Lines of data
[start]

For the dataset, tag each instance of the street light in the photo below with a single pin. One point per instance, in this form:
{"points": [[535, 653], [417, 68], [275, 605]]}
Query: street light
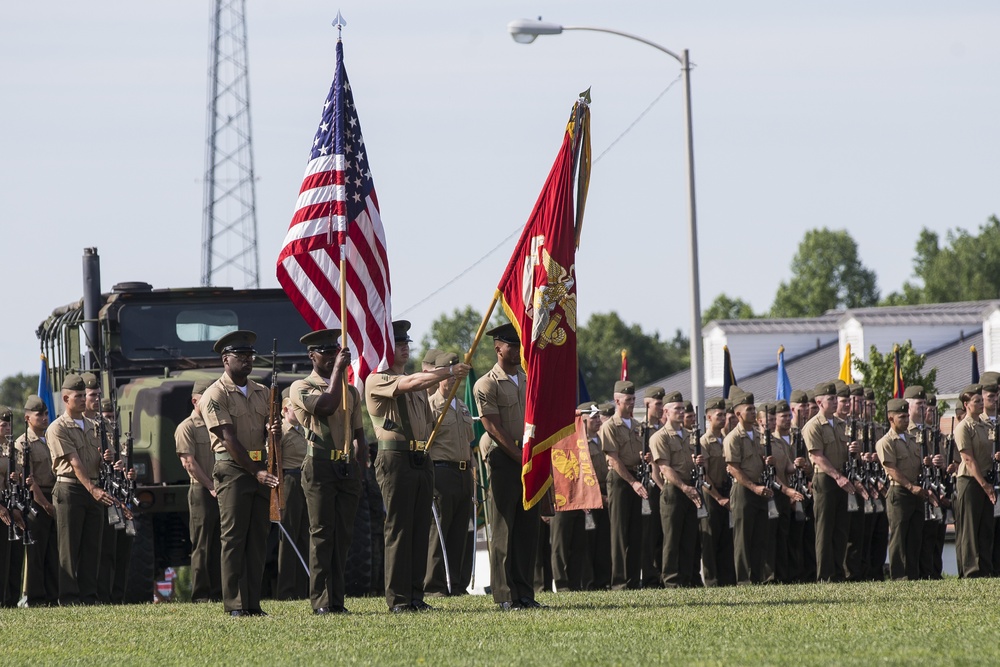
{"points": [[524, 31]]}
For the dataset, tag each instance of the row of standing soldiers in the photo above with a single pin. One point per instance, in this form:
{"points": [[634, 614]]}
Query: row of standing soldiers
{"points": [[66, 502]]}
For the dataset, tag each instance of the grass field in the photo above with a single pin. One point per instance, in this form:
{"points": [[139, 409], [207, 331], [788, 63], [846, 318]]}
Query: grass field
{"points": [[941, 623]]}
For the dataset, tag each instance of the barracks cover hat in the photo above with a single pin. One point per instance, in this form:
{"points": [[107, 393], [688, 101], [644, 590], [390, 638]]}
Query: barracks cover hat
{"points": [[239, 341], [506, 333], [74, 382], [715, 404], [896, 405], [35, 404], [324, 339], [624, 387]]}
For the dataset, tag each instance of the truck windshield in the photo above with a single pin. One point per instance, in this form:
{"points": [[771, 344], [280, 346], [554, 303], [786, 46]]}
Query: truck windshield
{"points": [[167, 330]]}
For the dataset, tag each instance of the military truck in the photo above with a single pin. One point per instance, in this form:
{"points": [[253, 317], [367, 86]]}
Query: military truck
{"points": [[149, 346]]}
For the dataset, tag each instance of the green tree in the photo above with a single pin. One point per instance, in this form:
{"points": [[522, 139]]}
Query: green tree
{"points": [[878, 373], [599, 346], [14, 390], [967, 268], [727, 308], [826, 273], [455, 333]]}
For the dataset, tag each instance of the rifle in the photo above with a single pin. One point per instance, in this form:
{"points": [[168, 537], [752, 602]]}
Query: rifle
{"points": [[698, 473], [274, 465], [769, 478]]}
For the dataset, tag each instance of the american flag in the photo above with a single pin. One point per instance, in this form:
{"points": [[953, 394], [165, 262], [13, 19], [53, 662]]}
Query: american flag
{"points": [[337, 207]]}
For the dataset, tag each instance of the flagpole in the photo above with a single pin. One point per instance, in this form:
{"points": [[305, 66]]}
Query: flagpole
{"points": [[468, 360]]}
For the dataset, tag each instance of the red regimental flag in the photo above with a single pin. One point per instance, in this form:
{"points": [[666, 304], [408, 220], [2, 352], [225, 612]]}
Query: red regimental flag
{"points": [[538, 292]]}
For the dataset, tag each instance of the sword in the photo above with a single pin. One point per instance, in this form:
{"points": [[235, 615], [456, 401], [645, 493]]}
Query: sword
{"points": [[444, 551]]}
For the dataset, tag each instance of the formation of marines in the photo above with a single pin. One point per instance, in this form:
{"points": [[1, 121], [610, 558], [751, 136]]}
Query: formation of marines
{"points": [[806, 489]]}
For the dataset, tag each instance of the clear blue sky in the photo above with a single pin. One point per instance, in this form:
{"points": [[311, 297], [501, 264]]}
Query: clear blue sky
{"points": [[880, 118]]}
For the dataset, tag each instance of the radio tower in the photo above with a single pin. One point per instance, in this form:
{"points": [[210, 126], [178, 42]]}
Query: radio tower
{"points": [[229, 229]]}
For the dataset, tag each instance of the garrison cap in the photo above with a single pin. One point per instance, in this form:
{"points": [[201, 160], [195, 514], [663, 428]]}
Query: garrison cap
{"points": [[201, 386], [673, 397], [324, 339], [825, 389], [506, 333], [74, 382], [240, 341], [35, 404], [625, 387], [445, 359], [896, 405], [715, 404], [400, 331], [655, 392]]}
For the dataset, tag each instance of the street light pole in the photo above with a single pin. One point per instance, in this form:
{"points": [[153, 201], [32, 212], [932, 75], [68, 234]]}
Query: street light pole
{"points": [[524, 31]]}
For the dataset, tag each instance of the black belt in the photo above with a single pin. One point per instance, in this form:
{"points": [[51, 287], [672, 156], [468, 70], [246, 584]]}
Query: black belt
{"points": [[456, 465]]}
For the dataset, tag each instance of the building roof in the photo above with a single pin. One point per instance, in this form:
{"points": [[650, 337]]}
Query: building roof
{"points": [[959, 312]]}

[end]
[start]

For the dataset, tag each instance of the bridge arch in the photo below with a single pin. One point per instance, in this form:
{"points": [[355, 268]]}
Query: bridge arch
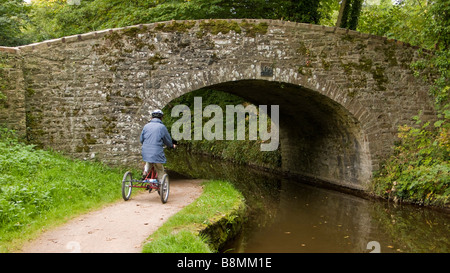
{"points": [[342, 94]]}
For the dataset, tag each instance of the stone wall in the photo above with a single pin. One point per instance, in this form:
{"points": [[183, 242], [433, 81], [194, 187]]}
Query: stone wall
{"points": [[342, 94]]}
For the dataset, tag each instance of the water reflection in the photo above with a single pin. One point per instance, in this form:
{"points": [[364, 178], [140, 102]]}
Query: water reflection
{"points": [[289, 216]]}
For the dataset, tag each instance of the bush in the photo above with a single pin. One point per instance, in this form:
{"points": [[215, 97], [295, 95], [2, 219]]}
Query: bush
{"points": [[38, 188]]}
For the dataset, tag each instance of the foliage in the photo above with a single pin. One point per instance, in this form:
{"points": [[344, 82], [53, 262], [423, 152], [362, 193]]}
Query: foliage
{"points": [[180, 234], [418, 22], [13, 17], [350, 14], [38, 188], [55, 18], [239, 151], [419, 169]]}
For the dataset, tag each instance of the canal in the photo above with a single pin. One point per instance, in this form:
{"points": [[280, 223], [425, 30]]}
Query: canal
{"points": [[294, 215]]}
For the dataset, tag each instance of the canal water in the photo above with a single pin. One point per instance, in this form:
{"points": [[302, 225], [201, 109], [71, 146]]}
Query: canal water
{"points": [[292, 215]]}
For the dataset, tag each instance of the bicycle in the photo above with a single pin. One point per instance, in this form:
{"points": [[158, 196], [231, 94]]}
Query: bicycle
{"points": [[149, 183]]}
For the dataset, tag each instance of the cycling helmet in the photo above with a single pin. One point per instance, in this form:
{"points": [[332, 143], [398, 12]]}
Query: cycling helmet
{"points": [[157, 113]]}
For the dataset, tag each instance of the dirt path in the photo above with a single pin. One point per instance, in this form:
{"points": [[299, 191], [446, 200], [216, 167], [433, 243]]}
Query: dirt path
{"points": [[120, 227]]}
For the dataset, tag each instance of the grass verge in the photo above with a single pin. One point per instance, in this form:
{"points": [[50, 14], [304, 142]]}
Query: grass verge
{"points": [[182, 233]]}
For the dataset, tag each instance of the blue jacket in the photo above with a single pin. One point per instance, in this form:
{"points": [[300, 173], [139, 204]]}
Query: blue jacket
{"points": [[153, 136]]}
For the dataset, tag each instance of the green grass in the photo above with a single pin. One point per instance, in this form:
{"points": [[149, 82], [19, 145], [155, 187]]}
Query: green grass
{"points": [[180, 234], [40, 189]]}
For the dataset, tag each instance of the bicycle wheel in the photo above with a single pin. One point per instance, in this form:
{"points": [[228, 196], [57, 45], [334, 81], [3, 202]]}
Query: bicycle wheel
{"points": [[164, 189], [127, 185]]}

[end]

Identify each row above that contains the string "barracks", and copy every such row in full.

== Result of this exercise ==
For the dataset, tag each instance of the barracks cover hat in the photo above with a single pin. One point per instance, in this form:
Query: barracks cover hat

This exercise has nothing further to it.